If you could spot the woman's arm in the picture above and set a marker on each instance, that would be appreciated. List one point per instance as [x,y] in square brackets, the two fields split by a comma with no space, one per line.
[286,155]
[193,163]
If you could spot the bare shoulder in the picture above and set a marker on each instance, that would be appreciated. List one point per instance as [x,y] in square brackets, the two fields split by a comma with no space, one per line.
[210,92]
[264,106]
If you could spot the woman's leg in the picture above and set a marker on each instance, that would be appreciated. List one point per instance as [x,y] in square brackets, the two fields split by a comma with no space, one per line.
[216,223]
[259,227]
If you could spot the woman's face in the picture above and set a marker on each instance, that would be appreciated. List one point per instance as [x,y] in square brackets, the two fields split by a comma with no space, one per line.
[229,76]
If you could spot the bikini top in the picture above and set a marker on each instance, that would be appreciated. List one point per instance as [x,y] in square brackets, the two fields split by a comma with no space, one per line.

What is expected ->
Each entry above needs to be duplicated exactly.

Exercise solution ->
If you could spot the woman's arm in the picture above and set a marker on each instance, that would be appreciated. List one point per instance as [x,y] in square brackets, the two fields split by a comma with no space, one per line.
[286,155]
[193,163]
If you could spot the bare shoulder in the picture above and set a marker on each instance, that would be appreciated. List one point per instance as [x,y] in square brackets, the two fields split by a comma with no space, one per line.
[210,92]
[264,106]
If you could spot the woman's leg in the picture above and set a marker on each instance, that would be appreciated. List one point per instance as [x,y] in square brackets, the two fields split by a comma with no space, one per line.
[216,223]
[259,227]
If you could spot the woman's face in the picture above and set a marker on each instance, that would be appreciated. List one point per instance as [x,y] in square brackets, the two fields split by a comma with no space, one per line.
[229,76]
If you could spot the bikini top in the picture above and set a marker on each instance, that would be appreciated. List one point per instance as [x,y] in square brackets, the two fields split by a comma with no space, one per line.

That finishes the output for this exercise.